----- EXTRACT

I talked a little yesterday about where I want to move and go, I talked about eliminating the negatives in my life. And well, the above photo/quote popped up on my Facebook news feed yesterday afternoon. I don't believe in coincidence. I believe those things are God's way of saying "Here I am, pay attention to me!" and when he speaks, I listen.
I have worked really hard this last year to put a lot behind me. The things we all have, family issues, money issues, parenting issues, marriage issues, friend issues - whatever - just that junk we all have. I also noticed earlier this fall that I've started having panic/anxiety attacks when dealing with some people/situations. I've also realized that someone I thought needed and appreciated my help, was completely and totally taking advantage of me and my generosity. I have since closed my wallet and my mouth. I am learning to recognize these things faster/better/sooner and I'm not punishing anyone. I'm simply moving on. I have to for my health and my sanity.

----------

▶ [WHAT IS REQUIRED]: Please quote the post about letting go of negatives word for word, beginning at the words "I talked a little" and stopping after "speaks, I listen.". The material that follows the post about letting go of negatives comes from a separate source.

----- LISTED ENTRIES

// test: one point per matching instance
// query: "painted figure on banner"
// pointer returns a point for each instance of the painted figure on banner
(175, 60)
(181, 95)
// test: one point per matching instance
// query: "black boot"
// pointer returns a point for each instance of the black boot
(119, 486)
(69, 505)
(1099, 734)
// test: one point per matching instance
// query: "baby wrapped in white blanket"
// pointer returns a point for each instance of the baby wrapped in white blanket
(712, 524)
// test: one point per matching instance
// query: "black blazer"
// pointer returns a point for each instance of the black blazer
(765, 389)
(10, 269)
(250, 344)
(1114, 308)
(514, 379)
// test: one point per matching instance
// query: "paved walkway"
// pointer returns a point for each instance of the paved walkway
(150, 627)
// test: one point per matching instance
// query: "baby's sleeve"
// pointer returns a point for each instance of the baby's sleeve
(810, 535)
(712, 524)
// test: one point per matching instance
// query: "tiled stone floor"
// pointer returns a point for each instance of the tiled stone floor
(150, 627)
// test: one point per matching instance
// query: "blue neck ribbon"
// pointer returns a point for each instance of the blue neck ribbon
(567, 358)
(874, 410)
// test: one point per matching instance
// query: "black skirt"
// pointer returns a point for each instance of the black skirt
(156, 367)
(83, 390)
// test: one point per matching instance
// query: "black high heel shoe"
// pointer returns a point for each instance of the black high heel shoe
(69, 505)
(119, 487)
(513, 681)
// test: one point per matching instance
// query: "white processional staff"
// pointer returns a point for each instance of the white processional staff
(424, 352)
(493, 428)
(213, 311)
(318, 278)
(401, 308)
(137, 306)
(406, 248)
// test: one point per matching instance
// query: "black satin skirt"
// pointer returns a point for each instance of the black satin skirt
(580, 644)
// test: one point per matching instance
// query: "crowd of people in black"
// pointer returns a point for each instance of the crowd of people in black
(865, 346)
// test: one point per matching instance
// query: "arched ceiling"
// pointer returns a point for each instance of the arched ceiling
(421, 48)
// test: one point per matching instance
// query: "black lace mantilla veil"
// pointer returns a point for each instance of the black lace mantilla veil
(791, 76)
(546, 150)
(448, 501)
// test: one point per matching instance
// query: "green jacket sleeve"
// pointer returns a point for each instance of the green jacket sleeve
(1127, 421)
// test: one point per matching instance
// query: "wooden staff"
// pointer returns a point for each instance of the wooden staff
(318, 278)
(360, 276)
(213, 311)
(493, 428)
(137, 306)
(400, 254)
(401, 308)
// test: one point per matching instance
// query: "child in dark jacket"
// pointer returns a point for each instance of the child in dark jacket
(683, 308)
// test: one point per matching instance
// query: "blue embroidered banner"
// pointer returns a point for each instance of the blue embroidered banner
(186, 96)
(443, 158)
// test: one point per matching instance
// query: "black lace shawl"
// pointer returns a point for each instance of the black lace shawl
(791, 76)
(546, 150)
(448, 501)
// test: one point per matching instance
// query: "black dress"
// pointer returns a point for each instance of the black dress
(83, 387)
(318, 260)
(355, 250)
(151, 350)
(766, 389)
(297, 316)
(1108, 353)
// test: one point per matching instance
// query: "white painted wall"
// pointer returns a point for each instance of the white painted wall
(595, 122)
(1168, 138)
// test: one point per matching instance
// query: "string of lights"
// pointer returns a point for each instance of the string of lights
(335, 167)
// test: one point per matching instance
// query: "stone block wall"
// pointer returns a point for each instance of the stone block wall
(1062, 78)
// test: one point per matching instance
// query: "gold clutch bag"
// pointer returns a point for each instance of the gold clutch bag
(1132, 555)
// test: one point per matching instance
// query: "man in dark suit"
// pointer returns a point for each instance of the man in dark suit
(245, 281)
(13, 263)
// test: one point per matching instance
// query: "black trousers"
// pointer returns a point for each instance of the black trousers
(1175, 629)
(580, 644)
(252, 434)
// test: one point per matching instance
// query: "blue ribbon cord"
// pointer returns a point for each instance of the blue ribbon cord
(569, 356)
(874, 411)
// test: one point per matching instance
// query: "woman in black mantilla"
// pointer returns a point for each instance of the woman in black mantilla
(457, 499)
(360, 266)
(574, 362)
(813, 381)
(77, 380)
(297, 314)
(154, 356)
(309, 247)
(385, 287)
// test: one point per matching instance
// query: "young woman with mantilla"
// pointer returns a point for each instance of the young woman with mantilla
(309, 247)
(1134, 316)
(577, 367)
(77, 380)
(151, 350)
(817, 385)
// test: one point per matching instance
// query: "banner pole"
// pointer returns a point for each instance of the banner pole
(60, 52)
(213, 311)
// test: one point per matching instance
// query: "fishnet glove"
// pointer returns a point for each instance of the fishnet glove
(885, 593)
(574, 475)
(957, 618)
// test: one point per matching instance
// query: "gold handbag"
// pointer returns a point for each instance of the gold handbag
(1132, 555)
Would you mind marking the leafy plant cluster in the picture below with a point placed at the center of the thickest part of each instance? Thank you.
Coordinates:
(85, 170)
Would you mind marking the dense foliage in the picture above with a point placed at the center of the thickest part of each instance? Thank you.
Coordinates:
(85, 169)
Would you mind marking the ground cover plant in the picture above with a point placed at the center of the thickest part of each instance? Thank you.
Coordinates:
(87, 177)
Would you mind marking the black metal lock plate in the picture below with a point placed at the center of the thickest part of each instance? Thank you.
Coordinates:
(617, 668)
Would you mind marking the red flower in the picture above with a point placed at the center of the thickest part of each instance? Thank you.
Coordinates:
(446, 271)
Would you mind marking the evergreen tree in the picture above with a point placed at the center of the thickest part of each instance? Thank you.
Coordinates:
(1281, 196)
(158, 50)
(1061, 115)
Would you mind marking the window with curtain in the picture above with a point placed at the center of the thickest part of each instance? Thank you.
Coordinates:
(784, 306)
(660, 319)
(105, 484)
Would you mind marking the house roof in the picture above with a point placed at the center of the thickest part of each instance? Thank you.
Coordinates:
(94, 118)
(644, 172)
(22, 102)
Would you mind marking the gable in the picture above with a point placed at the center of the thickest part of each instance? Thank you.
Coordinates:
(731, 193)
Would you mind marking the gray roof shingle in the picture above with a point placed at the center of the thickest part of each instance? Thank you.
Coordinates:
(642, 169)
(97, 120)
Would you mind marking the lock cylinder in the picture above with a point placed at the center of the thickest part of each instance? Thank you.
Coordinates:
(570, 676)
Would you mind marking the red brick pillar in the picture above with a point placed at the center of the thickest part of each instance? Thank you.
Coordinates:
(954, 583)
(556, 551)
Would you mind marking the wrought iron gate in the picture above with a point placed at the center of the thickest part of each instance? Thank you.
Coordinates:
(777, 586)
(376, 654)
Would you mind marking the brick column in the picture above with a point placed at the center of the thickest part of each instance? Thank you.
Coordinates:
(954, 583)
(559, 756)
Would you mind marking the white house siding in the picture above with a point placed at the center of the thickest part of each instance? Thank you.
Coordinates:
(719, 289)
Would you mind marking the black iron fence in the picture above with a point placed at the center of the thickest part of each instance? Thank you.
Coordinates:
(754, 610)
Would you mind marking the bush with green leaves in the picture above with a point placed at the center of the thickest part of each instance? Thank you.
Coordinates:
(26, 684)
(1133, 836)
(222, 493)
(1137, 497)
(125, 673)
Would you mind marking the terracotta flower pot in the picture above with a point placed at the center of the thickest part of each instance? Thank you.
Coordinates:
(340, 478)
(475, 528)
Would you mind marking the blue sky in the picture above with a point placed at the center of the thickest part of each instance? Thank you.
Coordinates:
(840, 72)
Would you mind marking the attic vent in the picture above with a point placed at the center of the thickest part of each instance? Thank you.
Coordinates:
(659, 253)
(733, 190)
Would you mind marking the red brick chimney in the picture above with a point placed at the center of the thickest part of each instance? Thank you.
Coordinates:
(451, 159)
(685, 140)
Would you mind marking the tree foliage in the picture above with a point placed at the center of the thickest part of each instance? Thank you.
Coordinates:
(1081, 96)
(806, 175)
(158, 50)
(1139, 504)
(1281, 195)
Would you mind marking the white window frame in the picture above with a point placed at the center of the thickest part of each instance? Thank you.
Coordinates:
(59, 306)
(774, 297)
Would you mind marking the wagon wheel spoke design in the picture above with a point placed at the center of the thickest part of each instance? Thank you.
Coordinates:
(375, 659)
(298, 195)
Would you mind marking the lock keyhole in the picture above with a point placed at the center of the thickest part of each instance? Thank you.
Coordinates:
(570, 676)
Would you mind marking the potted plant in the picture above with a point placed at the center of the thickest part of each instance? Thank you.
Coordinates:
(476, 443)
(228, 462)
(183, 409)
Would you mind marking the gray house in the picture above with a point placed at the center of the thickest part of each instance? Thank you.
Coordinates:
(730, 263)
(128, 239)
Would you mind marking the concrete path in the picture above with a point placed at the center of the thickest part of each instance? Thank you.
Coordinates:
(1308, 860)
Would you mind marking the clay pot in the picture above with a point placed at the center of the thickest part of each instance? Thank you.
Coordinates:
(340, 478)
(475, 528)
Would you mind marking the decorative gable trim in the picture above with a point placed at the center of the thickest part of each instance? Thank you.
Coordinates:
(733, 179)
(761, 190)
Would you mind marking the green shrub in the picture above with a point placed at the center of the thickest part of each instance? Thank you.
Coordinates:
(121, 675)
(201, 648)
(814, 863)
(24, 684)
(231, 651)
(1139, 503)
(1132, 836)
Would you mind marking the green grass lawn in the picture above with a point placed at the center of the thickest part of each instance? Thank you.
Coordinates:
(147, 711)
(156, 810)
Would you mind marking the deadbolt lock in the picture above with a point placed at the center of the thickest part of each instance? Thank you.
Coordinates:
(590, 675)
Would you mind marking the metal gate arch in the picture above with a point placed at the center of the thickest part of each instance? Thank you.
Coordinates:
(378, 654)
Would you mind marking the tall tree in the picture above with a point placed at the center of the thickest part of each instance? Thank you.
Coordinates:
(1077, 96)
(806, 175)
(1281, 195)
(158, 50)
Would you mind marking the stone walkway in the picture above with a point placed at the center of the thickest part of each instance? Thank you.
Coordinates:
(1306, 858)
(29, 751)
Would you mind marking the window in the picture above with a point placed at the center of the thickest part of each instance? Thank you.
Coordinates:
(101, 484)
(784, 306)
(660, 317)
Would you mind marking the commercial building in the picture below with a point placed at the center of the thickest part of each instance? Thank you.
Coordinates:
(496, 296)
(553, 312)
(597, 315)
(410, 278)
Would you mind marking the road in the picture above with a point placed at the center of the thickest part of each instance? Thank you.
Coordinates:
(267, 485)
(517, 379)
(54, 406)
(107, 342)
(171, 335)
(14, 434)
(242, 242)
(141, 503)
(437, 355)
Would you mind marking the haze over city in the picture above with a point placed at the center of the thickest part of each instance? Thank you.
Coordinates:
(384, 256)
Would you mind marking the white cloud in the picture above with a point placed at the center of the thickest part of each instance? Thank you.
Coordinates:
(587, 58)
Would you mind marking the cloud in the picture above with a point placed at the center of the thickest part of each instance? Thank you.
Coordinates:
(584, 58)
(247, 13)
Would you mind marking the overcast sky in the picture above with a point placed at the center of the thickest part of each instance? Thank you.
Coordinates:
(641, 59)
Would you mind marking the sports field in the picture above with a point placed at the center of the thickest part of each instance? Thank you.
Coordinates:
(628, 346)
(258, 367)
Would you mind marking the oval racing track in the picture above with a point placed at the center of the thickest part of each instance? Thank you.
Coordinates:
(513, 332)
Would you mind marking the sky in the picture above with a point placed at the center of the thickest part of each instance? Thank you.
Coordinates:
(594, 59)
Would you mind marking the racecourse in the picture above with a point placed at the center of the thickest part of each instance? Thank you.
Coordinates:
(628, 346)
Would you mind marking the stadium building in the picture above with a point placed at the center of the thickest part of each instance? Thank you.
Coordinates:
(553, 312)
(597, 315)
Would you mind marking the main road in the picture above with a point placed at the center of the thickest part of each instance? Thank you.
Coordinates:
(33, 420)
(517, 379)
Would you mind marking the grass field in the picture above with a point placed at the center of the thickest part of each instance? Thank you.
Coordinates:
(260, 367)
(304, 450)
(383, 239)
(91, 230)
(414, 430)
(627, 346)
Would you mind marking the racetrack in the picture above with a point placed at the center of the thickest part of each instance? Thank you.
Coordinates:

----------

▶ [THE RESPONSE]:
I talked a little yesterday about where I want to move and go, I talked about eliminating the negatives in my life. And well, the above photo/quote popped up on my Facebook news feed yesterday afternoon. I don't believe in coincidence. I believe those things are God's way of saying "Here I am, pay attention to me!" and when he speaks, I listen.